-- start Page excerpt --

Wife has said that she'd be more amenable to camping if we had a more comfortable setup for sleeping - to that end we are looking at small trailers. Right now her favorite are the little "teardrop" trailers. Weight on those runs ~1,000lbs give or take a few.

I know the 4runner is "rated" to pull up to 3,000# (or is it 5,000#?) but obviously there's a big difference between hauling a load across town and hauling a load up and down the 10,000' passes of the Rocky Mountains.

So what are you guys towing with your 3rd gen 4runners/1st gen Tacos? My biggest concerns are the relatively anemic power of the 3.4 and whether towing puts undue wear-and-tear on the auto tranny (though FWIW I already have an external tranny cooler.)

Thanks in advance!

thefatkid
01-10-2012, 05:42 PM
I towed with my 3.4 swapped 2nd generation 4Runner. The trailer loaded was about 4klbs (14' enclosed box trailer). My 4runner used the T100 a340f transmission with an external cooler. Towing I70 west to Moab my tranmission never went above 180. Back eastbound to denver the passes are a little worse but the transmission never heated up, just lower vehicle speed. I would typically run in 2nd gear (manually) to reduce lugging and keep the engine speed around 4krpm or above to 4500rpm.

Do I think there was any measurable wear from towing, not really. Nothing heated up more then normal, all fluids looked/smelled no different after the trip. I recently switch to a 3rd gen with a manual transmission so I think it will be an easier trip to Moab this year. My 1st 3.4 swap 2nd generation was a manual and towed better/easier. Braking assist was better as well as finding the right gear for engine loading.

I will say this, braking axles are a must on any load above 2klbs.

Box Rocket
01-10-2012, 08:52 PM
I tow my small trailer once or twice a month. It's been fine with my 3.4 and auto tranny when towing to moab. The trailer does not have brakes and that hasn't been an issue for me. I don't have exact numbers on weight but I think my trailer weighs about 600* empty. Loaded I'm typically around 1200-1500* range tops. That's not much to really worry about IMO.

-- end Page excerpt --

* [Requirements]:
A. In the towing thread, what temperature did thefatkid's transmission never go above while towing I70 west to Moab?
B. Decide whether each statement agrees with the towing thread, and support each yes or no with the deciding words quoted from it: (i) The original poster already has an external transmission cooler. (ii) Box Rocket's trailer has brakes. (iii) thefatkid considers braking axles necessary on loads above 2klbs.
C. Quote everything in the towing thread from "Do I think there" down to "for engine loading.".

-- start Stored data --

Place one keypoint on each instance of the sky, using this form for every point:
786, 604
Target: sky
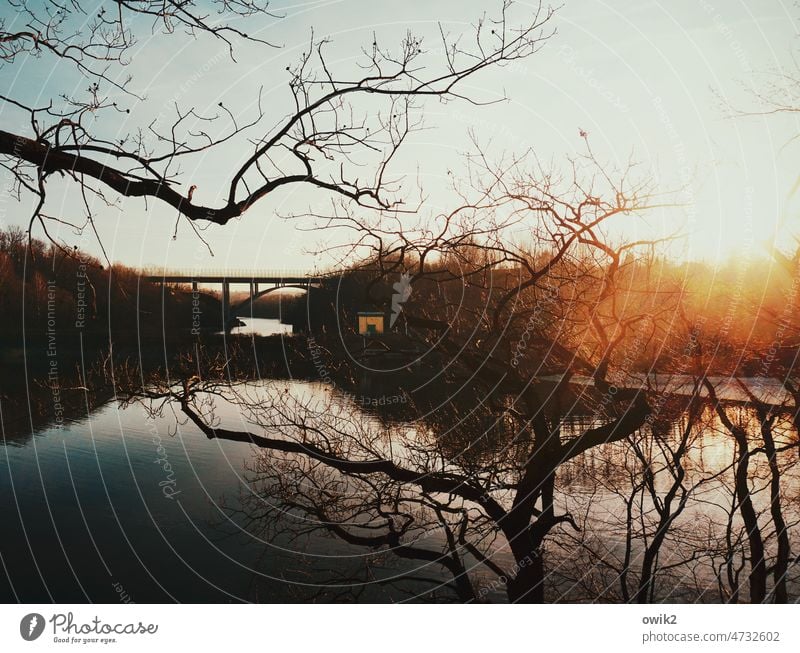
652, 81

-- end Stored data --

* [Answers to the exercises]:
A. 180

B.
(i) Yes: "I already have an external tranny cooler."
(ii) No: "The trailer does not have brakes and that hasn't been an issue for me."
(iii) Yes: "braking axles are a must on any load above 2klbs."

C.
Do I think there was any measurable wear from towing, not really. Nothing heated up more then normal, all fluids looked/smelled no different after the trip. I recently switch to a 3rd gen with a manual transmission so I think it will be an easier trip to Moab this year. My 1st 3.4 swap 2nd generation was a manual and towed better/easier. Braking assist was better as well as finding the right gear for engine loading.